ACTION ITEM: Of all the lines in the entries below, give again exactly those starting at the line containing "the horse's ear?" and ending at the line containing "the white frosted", both ends included, and no others.

RECORDS SUPPLIED:
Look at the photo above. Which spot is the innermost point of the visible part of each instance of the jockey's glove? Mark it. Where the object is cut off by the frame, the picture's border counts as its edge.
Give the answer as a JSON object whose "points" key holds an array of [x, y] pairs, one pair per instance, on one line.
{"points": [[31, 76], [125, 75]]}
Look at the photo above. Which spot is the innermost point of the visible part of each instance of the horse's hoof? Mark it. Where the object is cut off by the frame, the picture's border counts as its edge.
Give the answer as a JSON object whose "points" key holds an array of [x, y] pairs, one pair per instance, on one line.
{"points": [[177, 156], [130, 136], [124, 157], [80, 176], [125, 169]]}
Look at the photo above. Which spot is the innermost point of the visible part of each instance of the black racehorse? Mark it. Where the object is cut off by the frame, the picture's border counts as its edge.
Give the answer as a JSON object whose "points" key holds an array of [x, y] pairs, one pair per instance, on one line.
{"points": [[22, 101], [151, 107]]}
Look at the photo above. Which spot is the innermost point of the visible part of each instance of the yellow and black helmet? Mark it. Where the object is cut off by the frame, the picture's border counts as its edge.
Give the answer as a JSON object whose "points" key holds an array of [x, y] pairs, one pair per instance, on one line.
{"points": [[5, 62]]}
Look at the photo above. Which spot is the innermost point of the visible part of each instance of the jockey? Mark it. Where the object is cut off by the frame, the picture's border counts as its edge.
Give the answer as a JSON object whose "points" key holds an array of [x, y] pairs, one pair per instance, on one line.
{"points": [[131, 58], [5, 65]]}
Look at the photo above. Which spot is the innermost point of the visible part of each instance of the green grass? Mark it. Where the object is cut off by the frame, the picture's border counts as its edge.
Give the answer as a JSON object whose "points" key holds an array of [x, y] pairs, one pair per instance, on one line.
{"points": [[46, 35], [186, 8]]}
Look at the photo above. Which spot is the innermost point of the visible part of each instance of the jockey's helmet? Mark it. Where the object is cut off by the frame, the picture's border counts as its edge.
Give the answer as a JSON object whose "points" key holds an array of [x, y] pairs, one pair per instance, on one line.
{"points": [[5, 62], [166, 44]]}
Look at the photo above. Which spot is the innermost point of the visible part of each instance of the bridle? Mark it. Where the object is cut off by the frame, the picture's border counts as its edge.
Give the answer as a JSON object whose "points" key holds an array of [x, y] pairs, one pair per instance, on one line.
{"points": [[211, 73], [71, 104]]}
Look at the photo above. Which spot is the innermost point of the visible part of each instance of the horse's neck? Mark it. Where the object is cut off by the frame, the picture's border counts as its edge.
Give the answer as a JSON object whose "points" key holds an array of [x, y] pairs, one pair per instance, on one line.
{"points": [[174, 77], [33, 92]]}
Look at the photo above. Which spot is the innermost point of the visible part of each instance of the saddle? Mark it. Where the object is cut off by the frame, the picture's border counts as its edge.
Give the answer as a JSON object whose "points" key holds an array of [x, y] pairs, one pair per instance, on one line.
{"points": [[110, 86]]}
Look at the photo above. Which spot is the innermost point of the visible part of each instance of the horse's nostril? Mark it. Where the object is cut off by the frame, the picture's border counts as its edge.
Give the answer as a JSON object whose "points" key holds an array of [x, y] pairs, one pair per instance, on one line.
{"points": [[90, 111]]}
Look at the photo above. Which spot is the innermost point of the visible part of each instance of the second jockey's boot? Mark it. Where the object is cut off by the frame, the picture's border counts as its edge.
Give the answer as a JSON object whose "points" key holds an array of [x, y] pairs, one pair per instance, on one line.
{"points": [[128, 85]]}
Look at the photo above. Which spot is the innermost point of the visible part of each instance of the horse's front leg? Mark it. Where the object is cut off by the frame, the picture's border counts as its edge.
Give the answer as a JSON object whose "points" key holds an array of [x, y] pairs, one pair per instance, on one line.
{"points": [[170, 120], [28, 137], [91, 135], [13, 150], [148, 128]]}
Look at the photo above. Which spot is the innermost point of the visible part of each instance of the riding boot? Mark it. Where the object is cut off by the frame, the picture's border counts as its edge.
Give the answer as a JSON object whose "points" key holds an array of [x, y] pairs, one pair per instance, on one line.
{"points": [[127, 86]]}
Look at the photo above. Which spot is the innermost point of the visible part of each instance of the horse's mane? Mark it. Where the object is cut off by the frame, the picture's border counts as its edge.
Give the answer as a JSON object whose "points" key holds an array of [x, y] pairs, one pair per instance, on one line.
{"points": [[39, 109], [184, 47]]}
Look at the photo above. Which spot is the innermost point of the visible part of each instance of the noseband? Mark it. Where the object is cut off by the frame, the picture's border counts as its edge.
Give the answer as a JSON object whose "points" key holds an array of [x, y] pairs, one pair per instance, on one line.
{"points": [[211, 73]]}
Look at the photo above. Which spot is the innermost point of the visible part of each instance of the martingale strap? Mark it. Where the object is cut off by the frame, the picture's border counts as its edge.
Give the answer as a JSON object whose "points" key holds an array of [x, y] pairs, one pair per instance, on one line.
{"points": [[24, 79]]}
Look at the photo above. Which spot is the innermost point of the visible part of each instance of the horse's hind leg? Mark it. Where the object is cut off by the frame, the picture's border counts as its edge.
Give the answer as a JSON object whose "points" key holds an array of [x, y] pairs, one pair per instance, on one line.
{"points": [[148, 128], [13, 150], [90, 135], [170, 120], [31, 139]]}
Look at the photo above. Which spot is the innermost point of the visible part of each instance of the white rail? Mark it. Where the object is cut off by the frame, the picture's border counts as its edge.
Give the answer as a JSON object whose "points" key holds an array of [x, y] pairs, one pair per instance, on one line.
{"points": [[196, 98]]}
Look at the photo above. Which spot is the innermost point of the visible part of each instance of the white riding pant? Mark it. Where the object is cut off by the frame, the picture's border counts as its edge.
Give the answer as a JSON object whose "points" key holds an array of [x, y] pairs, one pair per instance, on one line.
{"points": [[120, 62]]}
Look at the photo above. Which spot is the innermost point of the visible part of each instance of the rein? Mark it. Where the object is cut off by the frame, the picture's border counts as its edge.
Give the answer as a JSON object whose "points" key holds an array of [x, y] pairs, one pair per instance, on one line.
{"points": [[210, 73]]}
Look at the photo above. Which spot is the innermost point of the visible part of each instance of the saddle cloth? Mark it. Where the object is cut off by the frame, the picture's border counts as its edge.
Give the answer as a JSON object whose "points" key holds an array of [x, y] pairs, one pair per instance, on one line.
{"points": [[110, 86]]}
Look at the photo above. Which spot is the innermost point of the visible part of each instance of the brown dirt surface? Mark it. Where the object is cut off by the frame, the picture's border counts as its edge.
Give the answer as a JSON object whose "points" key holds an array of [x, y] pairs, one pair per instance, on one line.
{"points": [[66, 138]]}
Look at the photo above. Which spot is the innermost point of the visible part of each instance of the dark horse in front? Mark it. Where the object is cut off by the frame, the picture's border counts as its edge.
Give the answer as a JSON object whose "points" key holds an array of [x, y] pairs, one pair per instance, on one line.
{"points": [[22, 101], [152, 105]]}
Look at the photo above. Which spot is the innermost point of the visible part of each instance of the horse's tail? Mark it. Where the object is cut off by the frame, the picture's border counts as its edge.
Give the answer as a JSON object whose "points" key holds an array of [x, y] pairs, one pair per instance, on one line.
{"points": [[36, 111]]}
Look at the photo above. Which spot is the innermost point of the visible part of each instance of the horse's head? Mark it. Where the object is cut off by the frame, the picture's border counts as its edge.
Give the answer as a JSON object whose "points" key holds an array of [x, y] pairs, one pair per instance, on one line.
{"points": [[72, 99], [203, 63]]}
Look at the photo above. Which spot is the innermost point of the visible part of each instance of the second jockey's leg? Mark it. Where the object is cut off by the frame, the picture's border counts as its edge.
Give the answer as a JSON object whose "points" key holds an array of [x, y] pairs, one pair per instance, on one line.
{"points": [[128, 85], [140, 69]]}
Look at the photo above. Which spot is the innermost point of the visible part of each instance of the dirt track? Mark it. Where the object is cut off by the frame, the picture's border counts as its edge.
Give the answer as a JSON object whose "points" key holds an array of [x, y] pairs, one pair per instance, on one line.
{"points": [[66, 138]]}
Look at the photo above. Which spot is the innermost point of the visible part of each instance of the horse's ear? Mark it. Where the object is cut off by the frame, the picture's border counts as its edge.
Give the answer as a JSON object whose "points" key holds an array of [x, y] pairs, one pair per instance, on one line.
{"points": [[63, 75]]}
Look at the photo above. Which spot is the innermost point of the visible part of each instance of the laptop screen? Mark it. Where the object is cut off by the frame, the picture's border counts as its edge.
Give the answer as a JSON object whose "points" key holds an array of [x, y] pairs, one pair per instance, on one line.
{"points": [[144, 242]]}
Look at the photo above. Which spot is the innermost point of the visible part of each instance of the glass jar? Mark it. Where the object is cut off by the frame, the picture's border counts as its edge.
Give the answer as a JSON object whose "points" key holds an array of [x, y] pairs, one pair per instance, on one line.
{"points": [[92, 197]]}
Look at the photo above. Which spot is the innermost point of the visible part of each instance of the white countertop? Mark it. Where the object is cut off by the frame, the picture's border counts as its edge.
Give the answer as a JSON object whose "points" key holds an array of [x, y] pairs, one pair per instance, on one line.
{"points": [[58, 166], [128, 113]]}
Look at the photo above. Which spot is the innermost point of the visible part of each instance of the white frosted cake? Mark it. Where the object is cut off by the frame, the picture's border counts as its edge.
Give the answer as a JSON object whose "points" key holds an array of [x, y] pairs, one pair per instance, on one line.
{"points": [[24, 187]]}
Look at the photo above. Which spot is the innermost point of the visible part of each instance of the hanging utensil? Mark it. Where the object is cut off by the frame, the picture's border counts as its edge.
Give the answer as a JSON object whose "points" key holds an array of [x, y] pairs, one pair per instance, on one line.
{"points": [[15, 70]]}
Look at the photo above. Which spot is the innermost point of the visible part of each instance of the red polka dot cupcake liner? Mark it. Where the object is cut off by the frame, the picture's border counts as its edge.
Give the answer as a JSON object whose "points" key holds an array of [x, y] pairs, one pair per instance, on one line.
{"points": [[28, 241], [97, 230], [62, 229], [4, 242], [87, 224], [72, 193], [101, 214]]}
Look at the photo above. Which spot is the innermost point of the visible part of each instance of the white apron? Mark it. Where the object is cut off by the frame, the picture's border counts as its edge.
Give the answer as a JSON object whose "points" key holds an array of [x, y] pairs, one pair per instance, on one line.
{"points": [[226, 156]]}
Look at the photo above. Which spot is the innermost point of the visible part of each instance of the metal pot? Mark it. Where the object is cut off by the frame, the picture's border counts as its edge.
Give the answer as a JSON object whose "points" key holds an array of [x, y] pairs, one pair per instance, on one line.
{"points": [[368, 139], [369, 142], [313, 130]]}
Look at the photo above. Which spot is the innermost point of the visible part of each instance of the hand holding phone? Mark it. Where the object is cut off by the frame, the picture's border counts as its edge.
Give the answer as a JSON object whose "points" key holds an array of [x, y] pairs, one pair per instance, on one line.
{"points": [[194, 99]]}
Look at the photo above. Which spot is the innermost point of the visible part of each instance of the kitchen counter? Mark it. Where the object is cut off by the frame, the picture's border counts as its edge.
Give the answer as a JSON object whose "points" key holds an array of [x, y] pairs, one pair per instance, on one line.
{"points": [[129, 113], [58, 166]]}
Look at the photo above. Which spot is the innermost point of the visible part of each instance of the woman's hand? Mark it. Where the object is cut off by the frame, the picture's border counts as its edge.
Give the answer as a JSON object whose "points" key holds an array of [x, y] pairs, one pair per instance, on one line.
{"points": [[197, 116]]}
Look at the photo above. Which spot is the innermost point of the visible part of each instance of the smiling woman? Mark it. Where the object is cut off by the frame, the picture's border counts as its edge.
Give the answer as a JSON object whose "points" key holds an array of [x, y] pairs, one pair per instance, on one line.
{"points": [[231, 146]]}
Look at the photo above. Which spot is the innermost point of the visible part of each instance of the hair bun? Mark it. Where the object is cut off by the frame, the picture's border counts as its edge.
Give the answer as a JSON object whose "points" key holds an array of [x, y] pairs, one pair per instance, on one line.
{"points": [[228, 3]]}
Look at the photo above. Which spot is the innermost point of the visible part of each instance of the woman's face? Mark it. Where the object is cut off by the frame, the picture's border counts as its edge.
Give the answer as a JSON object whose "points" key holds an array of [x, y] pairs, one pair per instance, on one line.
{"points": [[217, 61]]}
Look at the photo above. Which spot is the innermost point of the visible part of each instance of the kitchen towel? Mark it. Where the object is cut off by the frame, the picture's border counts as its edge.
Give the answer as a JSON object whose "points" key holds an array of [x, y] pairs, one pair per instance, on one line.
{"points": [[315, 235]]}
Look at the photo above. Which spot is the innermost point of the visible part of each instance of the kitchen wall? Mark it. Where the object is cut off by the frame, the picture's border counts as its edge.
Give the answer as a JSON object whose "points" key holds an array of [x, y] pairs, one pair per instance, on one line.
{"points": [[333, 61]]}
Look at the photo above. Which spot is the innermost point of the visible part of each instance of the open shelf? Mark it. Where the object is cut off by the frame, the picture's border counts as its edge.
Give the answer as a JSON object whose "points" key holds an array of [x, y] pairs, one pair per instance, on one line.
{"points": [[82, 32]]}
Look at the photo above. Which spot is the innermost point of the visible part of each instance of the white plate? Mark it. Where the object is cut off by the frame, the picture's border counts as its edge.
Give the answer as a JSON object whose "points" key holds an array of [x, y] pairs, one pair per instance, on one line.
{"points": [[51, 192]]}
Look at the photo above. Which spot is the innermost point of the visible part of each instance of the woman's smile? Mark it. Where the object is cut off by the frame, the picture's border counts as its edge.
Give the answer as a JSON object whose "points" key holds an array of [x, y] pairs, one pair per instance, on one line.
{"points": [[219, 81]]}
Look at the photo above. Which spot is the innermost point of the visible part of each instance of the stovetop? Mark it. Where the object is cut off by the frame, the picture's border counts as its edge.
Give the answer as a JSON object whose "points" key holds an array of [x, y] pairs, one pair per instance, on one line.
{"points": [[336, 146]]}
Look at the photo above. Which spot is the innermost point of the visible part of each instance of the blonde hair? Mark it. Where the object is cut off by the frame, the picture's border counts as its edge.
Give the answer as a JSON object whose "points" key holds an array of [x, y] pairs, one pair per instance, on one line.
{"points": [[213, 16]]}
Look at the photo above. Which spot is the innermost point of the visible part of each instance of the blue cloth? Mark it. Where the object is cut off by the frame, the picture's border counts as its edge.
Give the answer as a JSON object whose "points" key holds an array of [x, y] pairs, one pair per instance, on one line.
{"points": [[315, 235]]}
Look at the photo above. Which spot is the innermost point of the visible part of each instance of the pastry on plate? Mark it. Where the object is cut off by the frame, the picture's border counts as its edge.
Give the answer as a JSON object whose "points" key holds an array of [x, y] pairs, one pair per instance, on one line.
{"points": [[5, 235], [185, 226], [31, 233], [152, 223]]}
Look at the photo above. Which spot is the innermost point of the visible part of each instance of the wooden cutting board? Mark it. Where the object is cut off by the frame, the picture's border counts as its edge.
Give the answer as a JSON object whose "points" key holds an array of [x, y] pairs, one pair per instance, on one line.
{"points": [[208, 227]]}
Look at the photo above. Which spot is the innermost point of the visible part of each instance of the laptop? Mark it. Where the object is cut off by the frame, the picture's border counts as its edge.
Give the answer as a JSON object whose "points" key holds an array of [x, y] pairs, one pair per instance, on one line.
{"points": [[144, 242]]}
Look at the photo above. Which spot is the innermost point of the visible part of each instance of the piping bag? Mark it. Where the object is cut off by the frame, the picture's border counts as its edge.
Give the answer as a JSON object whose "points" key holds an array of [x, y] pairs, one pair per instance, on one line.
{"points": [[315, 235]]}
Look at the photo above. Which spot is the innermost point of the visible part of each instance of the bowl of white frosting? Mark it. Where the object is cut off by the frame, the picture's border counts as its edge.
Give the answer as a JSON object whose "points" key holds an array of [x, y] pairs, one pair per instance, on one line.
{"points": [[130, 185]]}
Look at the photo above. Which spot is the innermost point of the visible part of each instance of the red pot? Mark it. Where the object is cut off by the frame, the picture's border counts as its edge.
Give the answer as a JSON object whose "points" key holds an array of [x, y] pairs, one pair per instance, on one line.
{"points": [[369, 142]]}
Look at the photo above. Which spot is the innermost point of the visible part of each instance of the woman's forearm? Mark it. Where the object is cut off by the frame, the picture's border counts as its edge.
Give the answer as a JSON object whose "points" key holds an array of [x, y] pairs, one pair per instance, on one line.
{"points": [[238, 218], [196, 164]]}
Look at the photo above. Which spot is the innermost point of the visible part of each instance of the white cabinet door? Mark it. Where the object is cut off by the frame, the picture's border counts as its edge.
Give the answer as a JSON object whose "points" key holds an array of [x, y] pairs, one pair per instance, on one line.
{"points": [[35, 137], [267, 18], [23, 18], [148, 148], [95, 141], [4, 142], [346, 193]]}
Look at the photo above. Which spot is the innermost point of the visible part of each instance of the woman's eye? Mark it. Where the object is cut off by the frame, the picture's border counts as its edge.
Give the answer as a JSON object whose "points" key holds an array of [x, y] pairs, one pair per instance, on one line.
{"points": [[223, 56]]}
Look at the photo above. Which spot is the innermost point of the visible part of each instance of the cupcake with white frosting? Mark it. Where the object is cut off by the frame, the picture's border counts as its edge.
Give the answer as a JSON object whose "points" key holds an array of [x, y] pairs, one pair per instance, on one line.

OUTPUT BELOW:
Look at the photo above. Which spot is the innermost point of the visible part of each instance of the horse's ear? Mark it. Where the object is cut off by the frame, the picture's border counts as its edge.
Give the answer as a JSON object whose "points" key holds an array of [x, y] pairs, one pair per instance, on one line.
{"points": [[63, 75]]}
Look at the photo above. Which spot is the innermost point of the visible part of each instance of the laptop screen? Mark it. Where the object is cut off by the frame, the picture's border counts as its edge.
Give the answer as a JSON object whose "points" key holds an array of [x, y] pairs, one pair per instance, on one line.
{"points": [[144, 242]]}
Look at the photo above. Which spot is the innermost point of the visible part of each instance of the glass jar? Mark it. Where the object is cut off by the frame, the picture's border counts as its edge.
Give the answer as a JSON object whose "points" key holds an array of [x, y] pairs, one pair per instance, on one line.
{"points": [[92, 197]]}
Look at the photo above. Which spot is the innermost point of the visible part of each instance of the white countertop? Mark it. Where the object is cut off by the frame, the picture's border counts as its edge.
Give the answer as a JSON object whose "points" key holds an array of [x, y] pairs, one pair per instance, on one line.
{"points": [[58, 166], [128, 113]]}
Look at the photo above. Which spot is the innermost point of the visible part of each instance of the white frosted cake? Mark it. Where the object is cut off by the frame, the picture's border counts as its edge.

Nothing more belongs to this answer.